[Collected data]
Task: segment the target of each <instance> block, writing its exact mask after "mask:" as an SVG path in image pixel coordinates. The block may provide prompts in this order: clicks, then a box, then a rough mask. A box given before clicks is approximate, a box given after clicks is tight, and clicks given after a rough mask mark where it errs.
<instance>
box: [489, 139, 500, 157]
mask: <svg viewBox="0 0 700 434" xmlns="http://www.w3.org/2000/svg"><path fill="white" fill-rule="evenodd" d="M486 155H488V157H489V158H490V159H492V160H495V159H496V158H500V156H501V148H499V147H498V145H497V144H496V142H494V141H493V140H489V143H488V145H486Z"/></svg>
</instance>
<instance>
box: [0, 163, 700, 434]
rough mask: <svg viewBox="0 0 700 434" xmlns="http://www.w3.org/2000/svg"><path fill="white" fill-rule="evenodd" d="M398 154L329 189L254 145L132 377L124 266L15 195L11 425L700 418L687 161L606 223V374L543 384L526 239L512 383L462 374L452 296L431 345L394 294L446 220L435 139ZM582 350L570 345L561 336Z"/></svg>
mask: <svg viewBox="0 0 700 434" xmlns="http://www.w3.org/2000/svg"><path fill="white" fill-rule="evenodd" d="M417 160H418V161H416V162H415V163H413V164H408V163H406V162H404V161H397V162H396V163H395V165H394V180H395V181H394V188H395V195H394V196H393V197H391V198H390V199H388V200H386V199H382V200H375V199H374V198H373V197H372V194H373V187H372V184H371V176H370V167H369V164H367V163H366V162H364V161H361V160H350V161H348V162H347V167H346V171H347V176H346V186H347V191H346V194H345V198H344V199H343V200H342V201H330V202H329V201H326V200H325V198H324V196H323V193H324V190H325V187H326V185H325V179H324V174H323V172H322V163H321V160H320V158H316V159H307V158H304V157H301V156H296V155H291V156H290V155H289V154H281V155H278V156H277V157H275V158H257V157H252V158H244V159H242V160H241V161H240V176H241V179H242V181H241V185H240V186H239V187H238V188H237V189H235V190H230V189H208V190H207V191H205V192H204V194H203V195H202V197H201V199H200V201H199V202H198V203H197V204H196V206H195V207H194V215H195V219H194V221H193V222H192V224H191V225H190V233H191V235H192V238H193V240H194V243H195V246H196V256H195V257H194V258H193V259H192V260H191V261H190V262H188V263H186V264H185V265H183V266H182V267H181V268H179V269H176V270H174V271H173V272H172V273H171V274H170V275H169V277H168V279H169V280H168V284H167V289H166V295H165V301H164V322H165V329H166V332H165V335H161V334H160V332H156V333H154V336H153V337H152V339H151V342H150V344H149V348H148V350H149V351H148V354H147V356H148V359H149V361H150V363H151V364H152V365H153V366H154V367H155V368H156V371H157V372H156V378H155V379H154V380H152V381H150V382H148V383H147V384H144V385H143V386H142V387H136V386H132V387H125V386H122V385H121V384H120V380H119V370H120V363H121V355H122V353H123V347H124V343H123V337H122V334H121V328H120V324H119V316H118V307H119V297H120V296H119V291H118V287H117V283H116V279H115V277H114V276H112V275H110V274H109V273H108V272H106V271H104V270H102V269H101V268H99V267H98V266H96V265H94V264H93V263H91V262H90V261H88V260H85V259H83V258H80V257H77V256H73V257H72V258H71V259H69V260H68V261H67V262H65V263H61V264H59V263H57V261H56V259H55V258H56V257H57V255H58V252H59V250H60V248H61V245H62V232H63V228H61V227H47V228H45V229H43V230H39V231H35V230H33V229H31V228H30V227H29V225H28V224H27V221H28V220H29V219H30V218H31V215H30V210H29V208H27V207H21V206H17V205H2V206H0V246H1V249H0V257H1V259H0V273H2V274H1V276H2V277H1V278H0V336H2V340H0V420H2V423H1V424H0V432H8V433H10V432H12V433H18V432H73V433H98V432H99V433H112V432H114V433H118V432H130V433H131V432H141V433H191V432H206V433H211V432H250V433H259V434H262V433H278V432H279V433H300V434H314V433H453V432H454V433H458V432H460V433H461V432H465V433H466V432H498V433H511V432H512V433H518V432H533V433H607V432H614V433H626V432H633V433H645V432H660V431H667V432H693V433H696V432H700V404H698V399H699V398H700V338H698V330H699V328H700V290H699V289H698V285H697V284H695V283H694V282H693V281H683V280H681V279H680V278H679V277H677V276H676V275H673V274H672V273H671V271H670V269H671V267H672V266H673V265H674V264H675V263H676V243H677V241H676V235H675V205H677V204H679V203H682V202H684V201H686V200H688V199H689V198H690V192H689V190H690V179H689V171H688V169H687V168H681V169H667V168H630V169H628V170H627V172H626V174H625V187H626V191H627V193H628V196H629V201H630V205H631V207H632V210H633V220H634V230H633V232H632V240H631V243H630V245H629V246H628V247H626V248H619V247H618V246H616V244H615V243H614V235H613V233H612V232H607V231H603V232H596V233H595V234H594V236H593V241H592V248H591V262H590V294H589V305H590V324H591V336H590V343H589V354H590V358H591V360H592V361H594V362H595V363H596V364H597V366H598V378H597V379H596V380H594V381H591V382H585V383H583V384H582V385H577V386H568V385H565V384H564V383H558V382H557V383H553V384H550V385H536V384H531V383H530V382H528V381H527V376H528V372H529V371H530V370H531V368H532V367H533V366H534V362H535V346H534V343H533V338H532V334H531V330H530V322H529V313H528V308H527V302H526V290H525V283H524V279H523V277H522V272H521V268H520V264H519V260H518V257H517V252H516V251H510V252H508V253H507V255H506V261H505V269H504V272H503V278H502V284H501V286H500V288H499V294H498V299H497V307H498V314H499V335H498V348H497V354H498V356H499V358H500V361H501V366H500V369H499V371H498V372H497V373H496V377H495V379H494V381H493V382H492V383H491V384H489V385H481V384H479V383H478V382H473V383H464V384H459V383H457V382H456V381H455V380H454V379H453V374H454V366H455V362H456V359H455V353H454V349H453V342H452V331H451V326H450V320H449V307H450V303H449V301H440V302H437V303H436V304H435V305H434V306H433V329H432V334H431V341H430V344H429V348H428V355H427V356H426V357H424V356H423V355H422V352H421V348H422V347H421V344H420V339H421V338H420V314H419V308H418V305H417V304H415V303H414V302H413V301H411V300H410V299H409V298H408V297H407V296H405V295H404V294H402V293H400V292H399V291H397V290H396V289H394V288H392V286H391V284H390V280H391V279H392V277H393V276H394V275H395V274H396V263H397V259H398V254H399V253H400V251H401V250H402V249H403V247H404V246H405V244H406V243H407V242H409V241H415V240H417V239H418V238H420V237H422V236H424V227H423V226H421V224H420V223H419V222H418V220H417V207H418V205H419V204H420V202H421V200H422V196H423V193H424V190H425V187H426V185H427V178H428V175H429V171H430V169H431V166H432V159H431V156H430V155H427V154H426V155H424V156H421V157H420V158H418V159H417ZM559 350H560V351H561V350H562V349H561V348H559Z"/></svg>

[THE PROBLEM]
Could you give the listing above again with every "rough mask" changed to "coarse mask" and everything else left the same?

[EXERCISE RESPONSE]
Task: segment the target of each <instance> block, writing its exact mask after "mask:" as an SVG path in image pixel coordinates. The block may provide prompts in this order: clicks, then a box, then a coarse mask. A box given before clicks is approximate, a box given after clicks is tight, and clicks given after a coarse mask mark where it errs.
<instance>
box: [489, 139, 500, 157]
mask: <svg viewBox="0 0 700 434" xmlns="http://www.w3.org/2000/svg"><path fill="white" fill-rule="evenodd" d="M486 155H488V157H489V158H490V159H492V160H495V159H496V158H500V156H501V148H499V147H498V145H497V144H496V142H494V141H493V140H489V143H488V145H486Z"/></svg>
</instance>
<instance>
box: [0, 163, 700, 434]
coarse mask: <svg viewBox="0 0 700 434" xmlns="http://www.w3.org/2000/svg"><path fill="white" fill-rule="evenodd" d="M398 154L329 189L254 145L132 377L124 266L15 195L11 425L700 418L687 161L606 223V374L543 384L526 239L512 383L462 374L452 296L431 345L394 294L446 220L435 139ZM582 350L570 345L561 336Z"/></svg>
mask: <svg viewBox="0 0 700 434" xmlns="http://www.w3.org/2000/svg"><path fill="white" fill-rule="evenodd" d="M417 160H418V161H416V162H415V163H413V164H408V163H406V162H404V161H397V162H396V163H395V165H394V180H395V181H394V188H395V195H394V196H393V197H391V198H390V199H388V200H386V199H382V200H375V199H374V198H373V197H372V194H373V187H372V184H371V176H370V167H369V164H367V163H366V162H364V161H361V160H350V161H348V162H347V167H346V171H347V176H346V186H347V191H346V194H345V198H344V199H343V200H342V201H330V202H329V201H326V200H325V198H324V196H323V193H324V190H325V187H326V185H325V179H324V174H323V172H322V163H321V160H320V158H316V159H307V158H304V157H301V156H296V155H291V156H290V155H289V154H281V155H278V156H277V157H275V158H257V157H252V158H244V159H242V160H241V161H240V176H241V179H242V181H241V185H240V186H239V187H238V188H237V189H235V190H230V189H208V190H207V191H205V192H204V194H203V195H202V197H201V199H200V201H199V202H198V203H197V204H196V206H195V207H194V215H195V219H194V221H193V222H192V224H191V225H190V233H191V235H192V238H193V240H194V243H195V246H196V256H195V257H194V258H193V259H192V260H191V261H190V262H188V263H186V264H185V265H183V266H182V267H181V268H179V269H176V270H174V271H173V272H172V273H171V274H170V275H169V277H168V279H169V280H168V284H167V289H166V295H165V301H164V322H165V329H166V332H165V335H161V334H160V332H156V333H154V336H153V337H152V339H151V342H150V344H149V348H148V350H149V351H148V354H147V356H148V359H149V361H150V363H151V364H152V365H153V366H154V367H155V368H156V371H157V372H156V378H155V379H154V380H152V381H150V382H148V383H147V384H144V385H143V386H142V387H136V386H132V387H125V386H122V385H121V384H120V380H119V370H120V363H121V355H122V353H123V347H124V343H123V337H122V334H121V328H120V324H119V316H118V307H119V297H120V296H119V291H118V287H117V283H116V279H115V277H114V276H112V275H110V274H109V273H108V272H106V271H104V270H102V269H101V268H99V267H98V266H96V265H94V264H93V263H91V262H90V261H88V260H85V259H83V258H80V257H77V256H73V257H72V258H71V259H69V260H68V261H67V262H65V263H61V264H59V263H57V261H56V259H55V258H56V257H57V255H58V252H59V250H60V248H61V245H62V232H63V228H61V227H47V228H45V229H43V230H39V231H35V230H33V229H31V228H30V227H29V225H28V224H27V221H28V220H29V219H30V218H31V215H30V210H29V208H27V207H21V206H17V205H2V206H0V246H1V249H0V257H1V259H0V273H2V274H1V276H2V277H1V278H0V336H2V340H0V420H2V423H1V424H0V432H8V433H10V432H12V433H18V432H73V433H98V432H99V433H112V432H114V433H118V432H130V433H131V432H141V433H191V432H206V433H211V432H250V433H259V434H262V433H278V432H279V433H300V434H314V433H453V432H454V433H458V432H460V433H461V432H465V433H466V432H498V433H511V432H512V433H518V432H533V433H607V432H614V433H626V432H633V433H645V432H660V431H667V432H693V433H696V432H700V404H698V399H699V398H700V338H698V330H699V328H700V290H699V289H698V285H697V284H695V283H694V282H693V281H683V280H681V279H680V278H679V277H677V276H676V275H673V274H672V273H671V271H670V269H671V267H672V266H673V265H674V264H675V263H676V243H677V241H676V235H675V205H677V204H679V203H682V202H684V201H686V200H688V199H689V198H690V192H689V190H690V179H689V171H688V169H687V168H681V169H667V168H630V169H628V170H627V172H626V174H625V187H626V191H627V193H628V196H629V201H630V205H631V207H632V210H633V220H634V230H633V232H632V240H631V243H630V245H629V246H628V247H626V248H619V247H618V246H616V244H615V243H614V235H613V233H612V232H607V231H603V232H596V233H595V234H594V236H593V241H592V248H591V262H590V294H589V305H590V324H591V336H590V343H589V354H590V358H591V360H592V361H594V362H595V363H596V364H597V366H598V378H597V379H596V380H594V381H591V382H585V383H583V384H582V385H577V386H568V385H565V384H564V383H558V382H557V383H553V384H550V385H536V384H531V383H530V382H528V381H527V376H528V372H529V371H530V370H531V368H532V367H533V366H534V362H535V346H534V343H533V338H532V334H531V330H530V322H529V313H528V308H527V302H526V290H525V283H524V279H523V277H522V272H521V268H520V264H519V260H518V257H517V252H516V251H510V252H508V253H507V255H506V261H505V269H504V272H503V278H502V284H501V286H500V288H499V294H498V299H497V307H498V314H499V335H498V348H497V354H498V356H499V358H500V361H501V366H500V369H499V371H498V372H497V373H496V377H495V379H494V381H493V382H492V383H491V384H489V385H481V384H479V383H478V382H473V383H464V384H459V383H457V382H456V381H455V380H454V379H453V374H454V366H455V362H456V359H455V353H454V349H453V342H452V331H451V326H450V320H449V307H450V303H449V301H440V302H437V303H436V304H435V305H434V306H433V329H432V334H431V341H430V344H429V348H428V355H427V356H426V357H424V356H423V355H422V352H421V348H422V347H421V344H420V339H421V338H420V314H419V308H418V305H417V304H415V303H414V302H413V301H411V300H410V299H409V298H408V297H407V296H405V295H404V294H402V293H400V292H399V291H397V290H396V289H394V288H392V286H391V284H390V280H391V279H392V277H393V276H394V275H395V274H396V263H397V259H398V254H399V253H400V251H401V250H402V249H403V247H404V246H405V244H406V243H407V242H409V241H415V240H417V239H418V238H420V237H422V236H424V227H423V226H421V224H420V223H419V222H418V220H417V207H418V205H419V204H420V202H421V200H422V196H423V193H424V190H425V187H426V185H427V178H428V175H429V171H430V169H431V166H432V159H431V156H430V155H427V154H426V155H424V156H421V157H420V158H418V159H417ZM559 350H560V351H561V350H562V349H561V348H559Z"/></svg>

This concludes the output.